What you should do
Write out the data below in full, unchanged, minus the images.

== Data records ==

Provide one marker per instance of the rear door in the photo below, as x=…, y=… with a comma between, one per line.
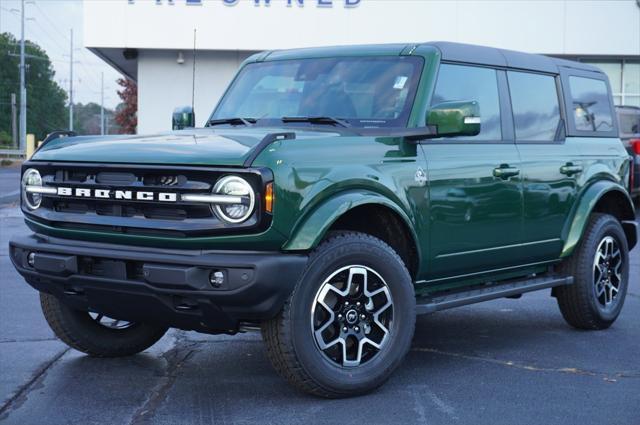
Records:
x=475, y=210
x=551, y=163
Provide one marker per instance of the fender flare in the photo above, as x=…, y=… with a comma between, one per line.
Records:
x=311, y=228
x=585, y=207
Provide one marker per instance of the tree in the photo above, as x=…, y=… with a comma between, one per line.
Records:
x=86, y=119
x=127, y=111
x=46, y=100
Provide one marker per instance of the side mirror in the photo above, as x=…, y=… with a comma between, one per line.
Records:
x=183, y=117
x=455, y=118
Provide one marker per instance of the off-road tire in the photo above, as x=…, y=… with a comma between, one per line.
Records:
x=78, y=330
x=578, y=302
x=289, y=339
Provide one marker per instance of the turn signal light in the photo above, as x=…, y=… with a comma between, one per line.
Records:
x=268, y=198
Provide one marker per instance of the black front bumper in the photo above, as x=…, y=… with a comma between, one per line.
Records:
x=168, y=287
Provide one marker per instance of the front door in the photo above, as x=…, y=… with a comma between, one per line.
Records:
x=475, y=188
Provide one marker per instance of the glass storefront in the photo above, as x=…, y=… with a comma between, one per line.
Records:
x=624, y=76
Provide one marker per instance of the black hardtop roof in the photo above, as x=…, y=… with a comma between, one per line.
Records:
x=482, y=55
x=454, y=52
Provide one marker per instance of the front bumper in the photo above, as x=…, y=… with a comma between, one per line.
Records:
x=163, y=286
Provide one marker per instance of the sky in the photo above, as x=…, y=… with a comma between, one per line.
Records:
x=48, y=23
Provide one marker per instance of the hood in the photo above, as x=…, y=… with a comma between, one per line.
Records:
x=230, y=147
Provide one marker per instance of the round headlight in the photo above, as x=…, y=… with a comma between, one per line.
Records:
x=31, y=177
x=234, y=186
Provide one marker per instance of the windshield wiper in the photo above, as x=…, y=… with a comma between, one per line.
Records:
x=233, y=121
x=318, y=120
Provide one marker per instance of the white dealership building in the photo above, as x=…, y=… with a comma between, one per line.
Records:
x=152, y=41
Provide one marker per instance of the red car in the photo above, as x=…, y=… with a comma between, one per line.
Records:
x=629, y=119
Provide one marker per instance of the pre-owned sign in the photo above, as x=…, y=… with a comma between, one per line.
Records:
x=320, y=3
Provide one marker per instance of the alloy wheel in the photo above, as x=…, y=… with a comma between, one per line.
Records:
x=607, y=272
x=351, y=316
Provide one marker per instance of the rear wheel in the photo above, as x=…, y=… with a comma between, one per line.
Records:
x=600, y=267
x=349, y=322
x=96, y=334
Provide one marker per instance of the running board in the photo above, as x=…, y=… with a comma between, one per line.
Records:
x=442, y=301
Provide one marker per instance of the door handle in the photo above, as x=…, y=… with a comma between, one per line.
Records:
x=504, y=172
x=569, y=169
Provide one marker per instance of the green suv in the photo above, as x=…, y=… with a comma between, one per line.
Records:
x=333, y=194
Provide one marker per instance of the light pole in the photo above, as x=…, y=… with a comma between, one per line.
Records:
x=70, y=82
x=23, y=87
x=102, y=103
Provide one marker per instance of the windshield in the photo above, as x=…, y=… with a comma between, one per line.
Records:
x=362, y=91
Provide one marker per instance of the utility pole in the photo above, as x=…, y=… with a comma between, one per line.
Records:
x=102, y=103
x=70, y=82
x=23, y=88
x=14, y=120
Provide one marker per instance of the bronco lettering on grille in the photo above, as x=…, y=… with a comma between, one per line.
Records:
x=117, y=194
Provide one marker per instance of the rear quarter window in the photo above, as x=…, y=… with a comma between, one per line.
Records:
x=590, y=104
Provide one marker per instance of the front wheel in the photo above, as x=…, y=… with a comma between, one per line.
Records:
x=600, y=267
x=96, y=334
x=348, y=323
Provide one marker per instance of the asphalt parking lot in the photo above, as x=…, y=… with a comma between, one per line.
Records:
x=501, y=362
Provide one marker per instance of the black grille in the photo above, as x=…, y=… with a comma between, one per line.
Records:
x=176, y=219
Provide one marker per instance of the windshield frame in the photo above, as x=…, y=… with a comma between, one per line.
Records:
x=356, y=123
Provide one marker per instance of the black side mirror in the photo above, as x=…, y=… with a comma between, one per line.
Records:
x=183, y=117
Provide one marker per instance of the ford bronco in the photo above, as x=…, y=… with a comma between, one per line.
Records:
x=333, y=194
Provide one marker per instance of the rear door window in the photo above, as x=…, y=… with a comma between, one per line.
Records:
x=536, y=110
x=591, y=105
x=467, y=83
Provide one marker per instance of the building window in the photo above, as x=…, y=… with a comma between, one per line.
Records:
x=624, y=76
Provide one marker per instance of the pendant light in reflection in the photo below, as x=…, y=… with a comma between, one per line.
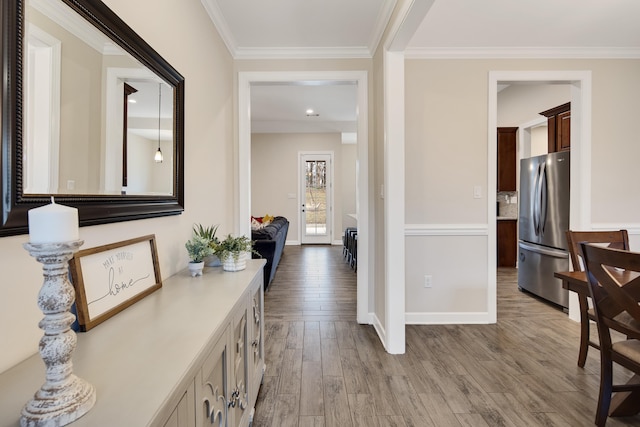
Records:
x=158, y=157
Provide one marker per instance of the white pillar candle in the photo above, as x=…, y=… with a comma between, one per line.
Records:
x=53, y=224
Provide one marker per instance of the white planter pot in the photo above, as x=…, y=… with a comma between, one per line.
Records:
x=212, y=261
x=230, y=264
x=195, y=268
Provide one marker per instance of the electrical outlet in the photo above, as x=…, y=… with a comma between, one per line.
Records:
x=427, y=281
x=477, y=192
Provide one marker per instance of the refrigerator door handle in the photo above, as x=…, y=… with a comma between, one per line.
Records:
x=536, y=203
x=545, y=251
x=543, y=198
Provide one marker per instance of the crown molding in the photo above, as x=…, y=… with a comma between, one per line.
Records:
x=220, y=24
x=302, y=53
x=523, y=53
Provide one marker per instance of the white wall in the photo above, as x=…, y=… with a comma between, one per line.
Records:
x=446, y=155
x=274, y=175
x=208, y=164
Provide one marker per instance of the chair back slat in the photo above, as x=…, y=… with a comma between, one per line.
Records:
x=613, y=239
x=609, y=272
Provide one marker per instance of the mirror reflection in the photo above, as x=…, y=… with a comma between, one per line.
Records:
x=94, y=117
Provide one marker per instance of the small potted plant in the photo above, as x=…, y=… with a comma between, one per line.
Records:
x=198, y=249
x=232, y=252
x=208, y=233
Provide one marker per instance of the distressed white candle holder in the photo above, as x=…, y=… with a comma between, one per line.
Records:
x=64, y=397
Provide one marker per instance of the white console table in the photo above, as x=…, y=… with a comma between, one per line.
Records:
x=191, y=353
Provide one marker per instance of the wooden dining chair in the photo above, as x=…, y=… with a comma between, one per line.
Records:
x=614, y=283
x=613, y=239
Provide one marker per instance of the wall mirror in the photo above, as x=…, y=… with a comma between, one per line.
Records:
x=91, y=114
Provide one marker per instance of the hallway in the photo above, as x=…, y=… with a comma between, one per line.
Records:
x=323, y=369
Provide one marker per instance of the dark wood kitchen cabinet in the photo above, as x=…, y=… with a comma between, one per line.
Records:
x=507, y=245
x=507, y=158
x=559, y=127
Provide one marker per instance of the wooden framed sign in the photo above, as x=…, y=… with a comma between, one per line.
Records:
x=112, y=277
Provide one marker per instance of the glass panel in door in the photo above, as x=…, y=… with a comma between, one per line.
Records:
x=316, y=206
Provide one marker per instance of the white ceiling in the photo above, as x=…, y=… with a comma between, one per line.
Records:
x=451, y=28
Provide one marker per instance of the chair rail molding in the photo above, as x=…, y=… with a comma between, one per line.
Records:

===

Response area
Provide one marker per instance of the rear door in the photo below, as x=…, y=… with a comma between, one per line.
Records:
x=475, y=210
x=551, y=163
Provide one marker per instance of the fender flare in the photo above, as x=…, y=… with a comma between, one per line.
Records:
x=311, y=228
x=585, y=207
Provide one marker per instance of the tree in the photo above, as x=…, y=… with a comma between, one per line.
Records:
x=86, y=119
x=127, y=111
x=46, y=100
Provide one marker per instance of the side mirror in the photo above, as x=…, y=… with a comma between, one per line.
Records:
x=183, y=117
x=455, y=118
Provide one marker per instance of the off-road tire in the photo above, as x=…, y=… with a comma between, one per line.
Records:
x=78, y=330
x=578, y=302
x=289, y=339
Provide one marker per instance of the turn signal light in the photo above, as x=…, y=… with a comma between, one per line.
Records:
x=268, y=198
Provide one marker per instance of the black front bumper in the photo above, as x=…, y=… with a comma between, one per line.
Records:
x=168, y=287
Provide one marker per instance of the front door in the photo above, as x=…, y=… with a comma between, one per line.
Records:
x=475, y=188
Provide one marker per instance of the glass storefront in the photo above, as x=…, y=… with a comma between, one per line.
Records:
x=624, y=76
Provide one marker per instance of the black hardtop roof in the photo above, as x=…, y=… with a comma between, one per line.
Records:
x=482, y=55
x=454, y=52
Provide one marker per instance of the front bumper in the photo above, as x=…, y=… with a comma between, one per line.
Records:
x=163, y=286
Provide one marker per instance of the sky in the photo above, as x=…, y=… with a comma between, one per line.
Records:
x=48, y=23
Provide one marker per instance of the hood in the photo above, as x=…, y=… with a comma between, one per line.
Records:
x=230, y=147
Provide one marker per instance of the round headlight in the photo above, as x=…, y=… with a comma between, one per line.
Records:
x=31, y=177
x=234, y=186
Provide one marker per instance of the windshield wiper in the photo above, as x=…, y=… with a comma between, one per line.
Records:
x=233, y=121
x=318, y=120
Provide one marker per instance of the white dealership building in the photo above, as x=…, y=… with a comma between, one per line.
Records:
x=152, y=41
Provide one marker per instance of the red car in the photo above, as x=…, y=… with a comma between, one per line.
Records:
x=629, y=119
Provide one marker per instance of the pre-owned sign in the photo above, as x=…, y=… with a comma between, one per line.
Records:
x=320, y=3
Provide one marker per instance of the alloy wheel in the photo above, as x=…, y=… with a comma between, one per line.
Records:
x=607, y=272
x=351, y=316
Provide one marker per instance of the rear wheel in the photo above, as x=…, y=… with a comma between, one per line.
Records:
x=600, y=267
x=349, y=322
x=96, y=334
Provide one marker per instance of the running board in the photo above, as x=…, y=… with a comma between, one per line.
Records:
x=442, y=301
Provide one marker per instance of the door handle in the photo above, as x=…, y=… with a comma between, one per line.
Records:
x=504, y=172
x=569, y=169
Provide one marker per instance of the green suv in the photo above, as x=…, y=… with a comma between, one per line.
Records:
x=333, y=194
Provide one marker per instance of the light pole in the photo above, as x=…, y=… with a comma between, one per line.
Records:
x=70, y=82
x=23, y=87
x=102, y=103
Provide one marker per instance of the windshield in the photo above, as x=…, y=… with a comma between, one per line.
Records:
x=362, y=91
Provide one marker per instance of the utility pole in the photo above, as x=…, y=… with a comma between, one per line.
Records:
x=102, y=103
x=70, y=82
x=23, y=88
x=14, y=120
Provide one marker per instance of the bronco lettering on grille in the photo above, as x=…, y=… with a comma between, one per line.
Records:
x=117, y=194
Provide one marker per instance of the rear quarter window in the photo above, as x=…, y=… with a comma between, one per line.
Records:
x=590, y=104
Provide one marker per instance of the front wheel in the photo above, as x=…, y=… with a comma between, one per line.
Records:
x=600, y=267
x=96, y=334
x=348, y=323
Provide one marker per instance of the asphalt parking lot in the photo above, as x=…, y=… with a comma between, one per line.
Records:
x=501, y=362
Provide one marker per instance of the black grille in the photo above, as x=…, y=… with a comma between, one per line.
Records:
x=176, y=219
Provide one marker per instance of the windshield frame in the photo above, as x=…, y=… with a comma between, one per line.
Records:
x=356, y=123
Provide one marker per instance of the black side mirror in the photo above, as x=…, y=… with a comma between, one per line.
Records:
x=183, y=117
Provide one marker per instance of the ford bronco in the photo above, as x=…, y=… with a comma between, one per line.
Records:
x=333, y=194
Provide one marker per instance of the rear door window in the photo above, as x=…, y=… with a comma between, one per line.
Records:
x=536, y=110
x=591, y=105
x=467, y=83
Provide one marker per instance of the building window in the photo above, as x=…, y=… with a comma between, one per line.
Records:
x=624, y=76
Provide one marker per instance of the pendant light in reflection in the photo below, as x=…, y=… with a comma between, one per line.
Records:
x=158, y=157
Provide one marker per instance of the white pillar candle in the photo above, as x=…, y=… with a comma between, one per line.
Records:
x=53, y=224
Provide one marker per instance of the white planter pot in the photo above, as x=…, y=… with a comma between, one per line.
Records:
x=212, y=261
x=230, y=264
x=195, y=268
Provide one marker per instance of the electrical outlet in the photo above, as x=…, y=… with a comma between, one per line.
Records:
x=427, y=281
x=477, y=192
Provide one marker per instance of the refrigerator door handle in the photo above, as x=…, y=… with a comma between, one per line.
Records:
x=536, y=203
x=545, y=251
x=543, y=198
Provide one marker per instance of the crown molding in the photo above, as x=…, y=… with a comma between, one per line.
Records:
x=220, y=24
x=302, y=53
x=523, y=53
Provide one marker per instance of the white wall in the photo above, as x=…, y=… with a comma between, one per line.
Records:
x=446, y=155
x=274, y=175
x=208, y=164
Provide one marker per instance of the chair back slat in the photo above, as x=…, y=… with a comma between, one per line.
Records:
x=613, y=239
x=609, y=272
Provide one marker per instance of the mirror reflection in the photo above, as x=…, y=… with a comma between, one per line.
Records:
x=94, y=117
Provide one marker per instance of the small potted plant in the photo above, as x=…, y=… with a comma between, one per line.
Records:
x=198, y=249
x=232, y=252
x=208, y=233
Provide one marker per instance of the distressed white candle holder in the photo above, as x=…, y=… with a comma between, one per line.
Records:
x=64, y=397
Provide one marker per instance of the white console table in the photo above, as x=…, y=… with a comma between, one per line.
Records:
x=191, y=353
Provide one marker per instance of the wooden dining chair in the photo above, as x=…, y=… with a comma between, one per line.
Records:
x=614, y=283
x=613, y=239
Provide one marker per instance of the wall mirror in the photo above, as x=…, y=… with a comma between, one per line.
Records:
x=91, y=114
Provide one marker per instance of the hallway in the photo above, as x=…, y=… with a comma between, one per line.
Records:
x=323, y=369
Provide one marker per instance of the dark wood kitchen cabinet in the photo above, as x=…, y=… with a comma between, one per line.
Records:
x=507, y=245
x=507, y=158
x=559, y=127
Provide one marker per instance of the wooden framed sign in the photo above, as x=…, y=… with a comma between, one per line.
Records:
x=112, y=277
Provide one marker per instance of the glass panel in door in the photo above, as x=…, y=… with a comma between, one per line.
Records:
x=316, y=206
Provide one marker per instance of the white ceiling in the photo above, as x=…, y=… with a comma between, one per line.
Records:
x=451, y=28
Provide one marker per instance of the chair rail molding in the photo above, as x=…, y=… with a comma between, one per line.
Records:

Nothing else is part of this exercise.